### WHAT YOU SHOULD DO
Set down exactly the lines from the one containing "Target: stacked pastry halves" through the end of the records below, both included, and nothing else.

### DATA
--------------------------------
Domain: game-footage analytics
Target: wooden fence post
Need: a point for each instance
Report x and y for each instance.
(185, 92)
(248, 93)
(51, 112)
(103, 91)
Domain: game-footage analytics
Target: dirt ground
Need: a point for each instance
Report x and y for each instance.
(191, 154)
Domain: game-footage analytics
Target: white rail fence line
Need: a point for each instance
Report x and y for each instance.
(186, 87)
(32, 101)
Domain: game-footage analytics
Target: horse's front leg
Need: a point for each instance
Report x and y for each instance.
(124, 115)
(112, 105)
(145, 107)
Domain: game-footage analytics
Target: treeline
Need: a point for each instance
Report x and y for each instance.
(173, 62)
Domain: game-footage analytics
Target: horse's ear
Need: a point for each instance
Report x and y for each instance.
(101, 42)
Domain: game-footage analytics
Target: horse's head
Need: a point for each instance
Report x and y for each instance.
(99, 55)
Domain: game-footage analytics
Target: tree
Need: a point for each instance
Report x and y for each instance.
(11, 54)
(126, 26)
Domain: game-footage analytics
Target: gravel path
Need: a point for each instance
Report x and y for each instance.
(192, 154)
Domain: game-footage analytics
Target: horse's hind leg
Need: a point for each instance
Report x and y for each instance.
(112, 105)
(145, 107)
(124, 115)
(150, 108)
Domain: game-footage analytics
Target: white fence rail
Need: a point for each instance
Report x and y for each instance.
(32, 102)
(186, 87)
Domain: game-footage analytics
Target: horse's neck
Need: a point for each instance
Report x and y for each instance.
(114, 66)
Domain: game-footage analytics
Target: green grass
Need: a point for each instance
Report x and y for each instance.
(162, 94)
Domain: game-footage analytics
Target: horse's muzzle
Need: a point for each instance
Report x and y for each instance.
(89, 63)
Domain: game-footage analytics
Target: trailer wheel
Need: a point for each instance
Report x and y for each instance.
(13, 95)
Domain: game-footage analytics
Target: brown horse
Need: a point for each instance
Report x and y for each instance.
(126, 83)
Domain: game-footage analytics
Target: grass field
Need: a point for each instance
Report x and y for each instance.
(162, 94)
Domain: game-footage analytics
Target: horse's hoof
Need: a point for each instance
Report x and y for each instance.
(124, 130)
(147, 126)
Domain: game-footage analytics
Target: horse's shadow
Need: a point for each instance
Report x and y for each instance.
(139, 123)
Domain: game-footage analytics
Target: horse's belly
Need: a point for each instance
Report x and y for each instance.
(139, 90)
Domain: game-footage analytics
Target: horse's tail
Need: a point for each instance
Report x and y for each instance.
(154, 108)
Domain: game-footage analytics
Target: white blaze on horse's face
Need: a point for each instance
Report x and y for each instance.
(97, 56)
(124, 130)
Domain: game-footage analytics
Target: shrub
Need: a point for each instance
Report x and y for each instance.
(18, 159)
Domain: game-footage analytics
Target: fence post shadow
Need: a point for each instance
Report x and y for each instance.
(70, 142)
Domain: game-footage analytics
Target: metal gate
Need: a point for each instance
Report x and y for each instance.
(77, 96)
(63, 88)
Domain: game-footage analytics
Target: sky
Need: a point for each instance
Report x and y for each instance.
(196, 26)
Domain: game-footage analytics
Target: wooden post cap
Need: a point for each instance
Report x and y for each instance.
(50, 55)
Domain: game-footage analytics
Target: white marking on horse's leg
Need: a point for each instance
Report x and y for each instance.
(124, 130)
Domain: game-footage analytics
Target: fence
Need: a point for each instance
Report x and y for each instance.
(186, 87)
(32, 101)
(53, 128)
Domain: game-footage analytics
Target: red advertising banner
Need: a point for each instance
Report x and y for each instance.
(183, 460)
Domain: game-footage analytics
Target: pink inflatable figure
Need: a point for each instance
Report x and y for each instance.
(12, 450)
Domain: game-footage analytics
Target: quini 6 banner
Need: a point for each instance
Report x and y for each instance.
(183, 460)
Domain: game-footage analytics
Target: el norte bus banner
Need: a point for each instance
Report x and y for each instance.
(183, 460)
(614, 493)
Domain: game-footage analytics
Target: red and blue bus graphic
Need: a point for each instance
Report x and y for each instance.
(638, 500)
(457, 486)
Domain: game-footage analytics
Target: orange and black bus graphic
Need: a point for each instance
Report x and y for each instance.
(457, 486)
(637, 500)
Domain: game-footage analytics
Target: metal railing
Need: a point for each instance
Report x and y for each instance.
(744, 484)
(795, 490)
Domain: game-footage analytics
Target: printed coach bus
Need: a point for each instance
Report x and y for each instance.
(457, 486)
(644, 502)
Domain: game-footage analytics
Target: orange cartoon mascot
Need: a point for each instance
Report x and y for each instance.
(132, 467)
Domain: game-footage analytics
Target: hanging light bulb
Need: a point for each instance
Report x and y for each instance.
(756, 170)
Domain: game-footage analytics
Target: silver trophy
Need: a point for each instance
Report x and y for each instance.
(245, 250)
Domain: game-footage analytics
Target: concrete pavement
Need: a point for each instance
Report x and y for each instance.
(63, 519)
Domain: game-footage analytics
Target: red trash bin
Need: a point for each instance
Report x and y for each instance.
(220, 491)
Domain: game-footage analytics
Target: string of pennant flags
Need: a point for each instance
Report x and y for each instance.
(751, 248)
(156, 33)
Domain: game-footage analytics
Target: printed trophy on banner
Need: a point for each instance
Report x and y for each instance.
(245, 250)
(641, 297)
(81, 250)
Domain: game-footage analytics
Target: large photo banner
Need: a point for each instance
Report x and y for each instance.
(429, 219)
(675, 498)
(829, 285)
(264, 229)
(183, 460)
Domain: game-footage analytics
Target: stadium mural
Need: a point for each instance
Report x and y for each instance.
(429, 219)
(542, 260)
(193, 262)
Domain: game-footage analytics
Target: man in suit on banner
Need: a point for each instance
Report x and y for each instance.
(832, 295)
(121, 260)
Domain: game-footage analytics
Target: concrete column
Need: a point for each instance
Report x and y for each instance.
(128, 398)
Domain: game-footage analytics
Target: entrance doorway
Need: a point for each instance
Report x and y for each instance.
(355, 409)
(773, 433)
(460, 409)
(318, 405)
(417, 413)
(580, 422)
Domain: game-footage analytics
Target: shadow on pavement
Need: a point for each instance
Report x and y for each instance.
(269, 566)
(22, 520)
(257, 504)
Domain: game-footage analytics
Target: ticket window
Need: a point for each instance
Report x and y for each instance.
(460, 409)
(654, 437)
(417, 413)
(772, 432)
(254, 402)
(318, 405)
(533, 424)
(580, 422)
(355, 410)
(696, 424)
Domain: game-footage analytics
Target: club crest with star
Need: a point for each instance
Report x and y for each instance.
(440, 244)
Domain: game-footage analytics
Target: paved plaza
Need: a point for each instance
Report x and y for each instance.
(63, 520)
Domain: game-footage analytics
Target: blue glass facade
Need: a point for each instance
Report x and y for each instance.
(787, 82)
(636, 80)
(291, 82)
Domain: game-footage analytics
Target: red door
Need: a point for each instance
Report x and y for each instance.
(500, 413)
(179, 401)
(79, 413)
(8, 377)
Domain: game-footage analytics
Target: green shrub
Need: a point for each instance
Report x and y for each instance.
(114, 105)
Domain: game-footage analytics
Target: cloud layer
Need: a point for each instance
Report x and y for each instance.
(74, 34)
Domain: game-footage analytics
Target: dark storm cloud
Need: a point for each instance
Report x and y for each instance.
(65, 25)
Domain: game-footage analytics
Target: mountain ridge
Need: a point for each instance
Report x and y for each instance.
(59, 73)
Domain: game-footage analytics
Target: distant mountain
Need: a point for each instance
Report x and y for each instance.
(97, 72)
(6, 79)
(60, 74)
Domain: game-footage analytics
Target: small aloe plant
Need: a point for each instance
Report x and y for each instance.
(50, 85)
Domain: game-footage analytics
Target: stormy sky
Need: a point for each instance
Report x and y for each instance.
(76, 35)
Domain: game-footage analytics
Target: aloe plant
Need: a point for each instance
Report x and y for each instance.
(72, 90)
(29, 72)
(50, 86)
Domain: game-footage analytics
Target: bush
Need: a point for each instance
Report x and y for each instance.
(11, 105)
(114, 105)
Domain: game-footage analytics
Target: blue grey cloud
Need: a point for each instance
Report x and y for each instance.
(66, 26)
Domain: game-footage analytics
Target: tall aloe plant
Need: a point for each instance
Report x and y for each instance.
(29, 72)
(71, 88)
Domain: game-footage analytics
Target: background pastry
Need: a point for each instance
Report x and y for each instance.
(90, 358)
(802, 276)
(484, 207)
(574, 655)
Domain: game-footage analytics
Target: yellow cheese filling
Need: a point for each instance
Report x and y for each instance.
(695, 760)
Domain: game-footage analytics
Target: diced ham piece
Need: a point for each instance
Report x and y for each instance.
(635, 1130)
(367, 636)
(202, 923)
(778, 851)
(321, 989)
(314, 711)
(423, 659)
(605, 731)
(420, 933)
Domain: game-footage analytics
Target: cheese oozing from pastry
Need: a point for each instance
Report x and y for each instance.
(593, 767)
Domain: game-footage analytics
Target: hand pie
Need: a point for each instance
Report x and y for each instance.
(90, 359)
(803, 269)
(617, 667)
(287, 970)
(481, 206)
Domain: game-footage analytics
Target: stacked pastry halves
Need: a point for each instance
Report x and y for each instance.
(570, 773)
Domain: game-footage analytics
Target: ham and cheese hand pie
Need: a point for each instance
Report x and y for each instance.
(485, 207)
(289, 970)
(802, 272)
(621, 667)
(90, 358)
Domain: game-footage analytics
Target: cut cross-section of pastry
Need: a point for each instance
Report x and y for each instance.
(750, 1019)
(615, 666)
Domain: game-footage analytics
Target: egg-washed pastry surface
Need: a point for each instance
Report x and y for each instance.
--------------------------------
### TASK RESPONSE
Target: stacked pastry halves
Need: a point for each instance
Report x and y for each instance.
(570, 773)
Domain: game-footage analytics
Target: ham and cheese hand pie
Need: a point for each instance
Report x and y for each instance.
(485, 207)
(289, 970)
(802, 272)
(621, 667)
(90, 358)
Domain: game-footage analytics
Target: cut cross-section of pastry
Need: a point for each instance
Report x and y for each instance.
(750, 1019)
(615, 666)
Domain: game-footage analytics
Target: egg-washed pastry surface
Need: a point for each instance
Report x and y for each instance.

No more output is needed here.